-- SET EXERCISE --
Repeat the entries below exactly as they appear, with no pictures.

-- DATA LINES --
————————

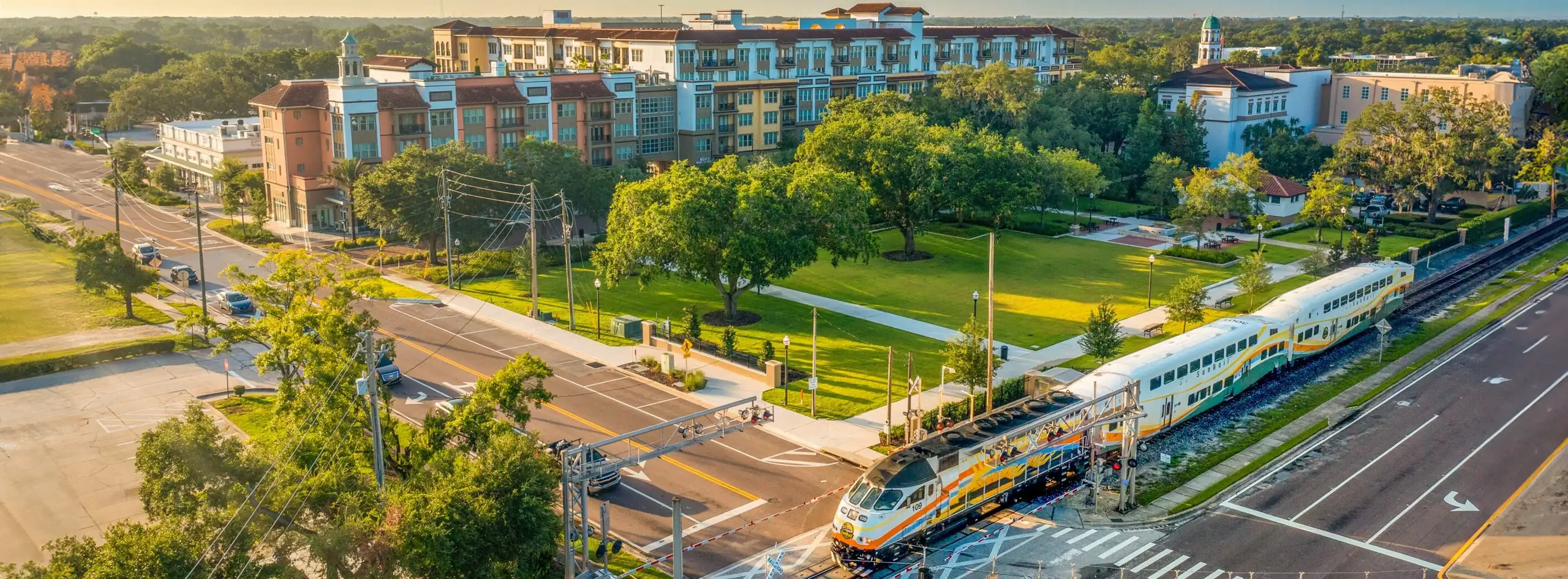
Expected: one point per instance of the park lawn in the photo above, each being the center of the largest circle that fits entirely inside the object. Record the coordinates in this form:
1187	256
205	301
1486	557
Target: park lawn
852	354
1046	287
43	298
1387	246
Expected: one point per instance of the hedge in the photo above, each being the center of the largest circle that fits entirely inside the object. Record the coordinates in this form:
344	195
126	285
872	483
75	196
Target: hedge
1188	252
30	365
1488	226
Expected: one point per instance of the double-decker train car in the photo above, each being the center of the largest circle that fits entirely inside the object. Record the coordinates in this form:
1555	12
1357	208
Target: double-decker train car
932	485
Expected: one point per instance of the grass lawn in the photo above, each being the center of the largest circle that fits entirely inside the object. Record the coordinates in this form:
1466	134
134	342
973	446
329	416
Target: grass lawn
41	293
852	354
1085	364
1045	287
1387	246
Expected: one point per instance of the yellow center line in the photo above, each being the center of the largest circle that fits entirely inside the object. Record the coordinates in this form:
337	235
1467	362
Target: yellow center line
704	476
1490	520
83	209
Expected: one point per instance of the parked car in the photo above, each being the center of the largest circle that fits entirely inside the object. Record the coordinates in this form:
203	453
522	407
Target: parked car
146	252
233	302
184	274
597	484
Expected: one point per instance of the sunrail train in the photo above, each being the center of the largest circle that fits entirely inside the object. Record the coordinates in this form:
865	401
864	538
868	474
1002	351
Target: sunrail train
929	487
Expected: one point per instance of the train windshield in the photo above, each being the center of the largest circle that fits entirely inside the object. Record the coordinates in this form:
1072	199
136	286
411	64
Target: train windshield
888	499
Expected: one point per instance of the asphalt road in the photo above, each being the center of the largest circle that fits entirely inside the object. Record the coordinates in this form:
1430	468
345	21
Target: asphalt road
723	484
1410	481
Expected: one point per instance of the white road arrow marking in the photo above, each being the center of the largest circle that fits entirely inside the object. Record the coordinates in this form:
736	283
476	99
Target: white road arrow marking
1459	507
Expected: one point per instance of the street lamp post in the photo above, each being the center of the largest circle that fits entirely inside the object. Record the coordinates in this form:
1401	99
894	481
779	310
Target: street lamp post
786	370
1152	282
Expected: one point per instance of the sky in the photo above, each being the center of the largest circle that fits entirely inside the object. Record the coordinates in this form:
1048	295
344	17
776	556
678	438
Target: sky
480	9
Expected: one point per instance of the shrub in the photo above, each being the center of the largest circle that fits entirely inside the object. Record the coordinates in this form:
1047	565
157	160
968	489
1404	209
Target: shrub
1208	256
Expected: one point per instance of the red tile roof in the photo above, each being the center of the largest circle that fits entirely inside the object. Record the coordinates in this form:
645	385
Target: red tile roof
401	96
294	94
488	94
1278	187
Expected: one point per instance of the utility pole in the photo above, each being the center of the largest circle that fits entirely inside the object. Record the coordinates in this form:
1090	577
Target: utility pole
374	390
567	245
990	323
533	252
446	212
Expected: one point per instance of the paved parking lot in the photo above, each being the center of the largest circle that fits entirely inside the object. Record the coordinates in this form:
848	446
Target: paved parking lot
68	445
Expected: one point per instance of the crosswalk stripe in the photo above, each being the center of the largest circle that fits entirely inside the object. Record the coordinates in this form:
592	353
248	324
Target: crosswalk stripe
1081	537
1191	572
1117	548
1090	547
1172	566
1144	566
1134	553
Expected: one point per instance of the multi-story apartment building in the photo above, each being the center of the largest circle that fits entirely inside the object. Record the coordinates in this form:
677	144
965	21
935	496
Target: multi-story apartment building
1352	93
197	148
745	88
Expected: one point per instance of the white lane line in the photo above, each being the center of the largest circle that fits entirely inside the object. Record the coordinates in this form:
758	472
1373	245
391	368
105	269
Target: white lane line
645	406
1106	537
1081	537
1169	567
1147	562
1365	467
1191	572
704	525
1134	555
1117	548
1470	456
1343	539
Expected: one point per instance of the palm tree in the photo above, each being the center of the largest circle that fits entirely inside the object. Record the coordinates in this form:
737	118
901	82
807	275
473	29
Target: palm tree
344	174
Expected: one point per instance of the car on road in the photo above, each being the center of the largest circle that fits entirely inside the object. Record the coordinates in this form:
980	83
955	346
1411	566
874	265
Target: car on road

————————

-- ANSWER TO THE EXERCISE --
Expected: one point per instance of the park lawn in the photo above, each being the center of the largest circle that fits entirely inside the object. Record the coordinates in this form:
1187	256
205	301
1486	557
Target: park lawn
852	354
1046	287
43	298
1387	246
Expected: one point per instance of the hedge in the photo above, each being the center of the largest circle that fits entirely inside the object. Record the coordinates in this form:
344	195
126	285
872	483
75	196
Target: hedge
1188	252
30	365
1488	226
Expected: one point per instance of the double-decker train car in the photo above, each being the center of the largest circle that fits entirely inside the object. Record the coordinates in this form:
1555	12
1357	208
Target: double-decker train car
932	485
Expected: one point per instance of the grass lawn in the photo above, each being the center of the largest circle that fits entirely inside the object. Record the coordinates in this form:
1466	134
134	342
973	446
329	416
Target: grass lawn
41	293
852	354
1085	364
1045	287
1387	246
Expected: one point per instance of the yellow center line in the photo above, each being the center of the largest circle that fits entirely inside the object. Record the coordinates in this form:
337	235
1467	362
Target: yellow center line
704	476
1490	520
83	209
Expected: one point per instance of the parked car in the photo above, each being the center of the largest circle that fits entirely inside the object. Record the coordinates in this form:
203	453
522	407
Target: parked car
146	252
233	302
184	274
597	484
Expected: one point per instance of the sunrail train in the photo above, each being the center of the largest circle that fits entirely inside the object. Record the coordinates in this form:
865	401
864	538
868	474
1002	351
Target: sunrail train
929	487
Expected: one point per instance of the train windshield in the photo above, each being the center of the largest circle that fits entirely inside the object. Record the coordinates in this form:
1072	199
136	286
411	64
Target: train windshield
888	499
Expected: one point per instance of the asphalt road in the photo above, each being the center of the largest circle that fits entirely inside the object. Record the coordinates in this form:
1430	468
345	21
Target: asphalt road
723	484
1410	481
Expected: one point per instance of the white road arrow marking in the photo above, each being the center of the largest circle that fits entirely inside the object. Record the coordinates in this form:
736	283
476	99
Target: white road arrow marking
1459	507
Expected: one point per instance of the street lamp post in the photo above, each being the center of the largest circle that fits entirely inside the object. Record the coordinates in this form:
1401	99
894	481
779	310
Target: street lamp post
786	370
1152	282
Expected: one point per instance of the sky in the photo above, each being the center of the largest circle that fits entirely inside the object. Record the coordinates in this form:
1048	295
344	17
776	556
678	438
Target: sky
480	9
Expected: one point per instance of the shrub in the photo above, each being the center of the largest circle that fits entirely inside the object. Record the coordinates in this form:
1047	565
157	160
968	489
1404	209
Target: shrub
1208	256
Expected: one point per instance of the red tile roof in the photo above, each being the center of the largest circle that fits entirely inside the object. Record the coordinates in this form:
645	385
Target: red tile roof
401	96
294	94
488	94
1278	187
Expected: one point per instance of the utility pole in the photo above, each being the center of the largest circle that fits entirely inside the object. Record the coordinates in this form:
1090	577
Target: utility pole
374	390
567	245
990	323
533	252
446	212
Expected: one point per instance of the paved parking lot in the photo above, each being the center of the largest circle that fits entirely inside the object. Record the coordinates in this form:
848	446
Target: paved parking lot
68	445
Expected: one point per instance of the crosswalk stripe in the photo above, each being the center of the largest circle that fits entirely inside the object. Record the coordinates in this form:
592	353
248	324
Target: crosswalk stripe
1081	537
1191	572
1117	548
1090	547
1172	566
1144	566
1134	553
Expected: one point per instance of the multi-story apartment building in the photo above, each being the center of the largest circle that fits entirely inside the object. Record the coordinates in this form:
677	144
965	21
935	496
Target: multi-story apartment building
1352	93
197	148
745	88
Expected: one point per instance of the white lane line in the photo above, each being the center of the largest circle that fits entirely inside the object. Record the coordinates in this form:
758	472
1373	245
391	368
105	269
Target: white lane line
645	406
1106	537
1081	537
1169	567
1147	562
1365	467
1191	572
704	525
1134	555
1117	548
1470	456
1343	539
Expected: one point per instance of the palm tree in the photo above, each being the center of the largest circle that fits entirely inside the object. Record the coordinates in this form:
737	118
901	82
807	275
473	29
Target: palm tree
344	174
Expected: one point per instance of the car on road in the photo above, each being the center of the largest circle that fits entirely inside the object. Record the coordinates in this form:
980	83
955	346
1411	566
874	265
Target: car on road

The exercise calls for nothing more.